- Short problem A
Reproduce the passage from the post about paying down a condo mortgage, starting with "I am thinking" and going on through "the mid 700s.".

- Excerpt provided

:::::

I live below my means and like it that way. I have a $100,000 condo in MI and currently owe 88,000 on it. I really would like to remove the escrow for taxes ($150 a month) and PMI now ($71 a month) by getting the mortgage down to $80,000 (80% and both drop off).

I am thinking of a somewhat risky plan and would like to hear your thoughts.

Keep this in mind:

- I am young (27) and have only had this mortgage for 2 years now.
- My credit is pretty much flawless... last score I saw was in the mid 700s.
- I have no credit card debt
- I am not worried about taking a hit on my credit score
- I have about 5k in savings in case of emergency
- I may get a roommate soon to really allow me to overpay on the mortgage even more
- I want to have this mortgage paid off in ~ 5 years if possible

So, the plan is to take a 0% 12 month check from a credit card I have and write an $8,000 check to pay my mortgage next month, which gets rid of the escrow and PMI. The escrow has a balance right now to cover all of my 2008 taxes. Then instead of simply paying back the card right away, I will put the money in my savings account, which yields just over 3% right now. I figure why pay the 0% card instead of making some interest on my money instead. Then take whatever I have in savings (it would be over 8k at that point and simply pay off the balance of the check). I would still be making my regular mortgage payments, which would reduce the principal even more during the time. Paying 8k right now also lets each of those payments hit more principal each time.

:::::

Collected data entries:
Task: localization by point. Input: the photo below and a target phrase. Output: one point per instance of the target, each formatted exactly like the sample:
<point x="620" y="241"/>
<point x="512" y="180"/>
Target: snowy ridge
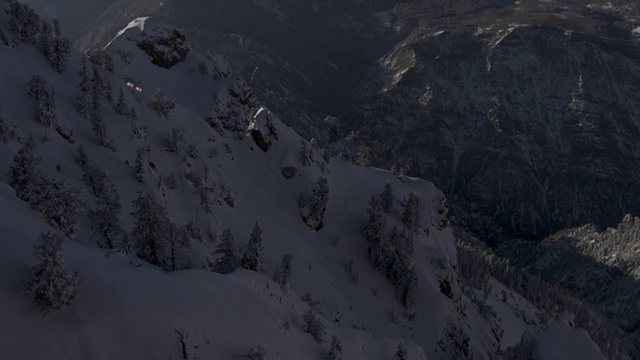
<point x="195" y="139"/>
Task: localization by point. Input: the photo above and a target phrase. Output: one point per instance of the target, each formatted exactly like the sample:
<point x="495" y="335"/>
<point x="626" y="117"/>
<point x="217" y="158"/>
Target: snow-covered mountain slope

:::::

- Short problem B
Filter the listing, keeping each line that contains the string "localization".

- Worked answer A
I am thinking of a somewhat risky plan and would like to hear your thoughts.

Keep this in mind:

- I am young (27) and have only had this mortgage for 2 years now.
- My credit is pretty much flawless... last score I saw was in the mid 700s.

- Worked answer B
Task: localization by point. Input: the photo below and a target phrase. Output: one point per instance of the target, each formatted exactly like the sample:
Task: localization by point. Input: the photo above and a target phrase. Output: one point per instance of the target, each formatted exactly like the sample:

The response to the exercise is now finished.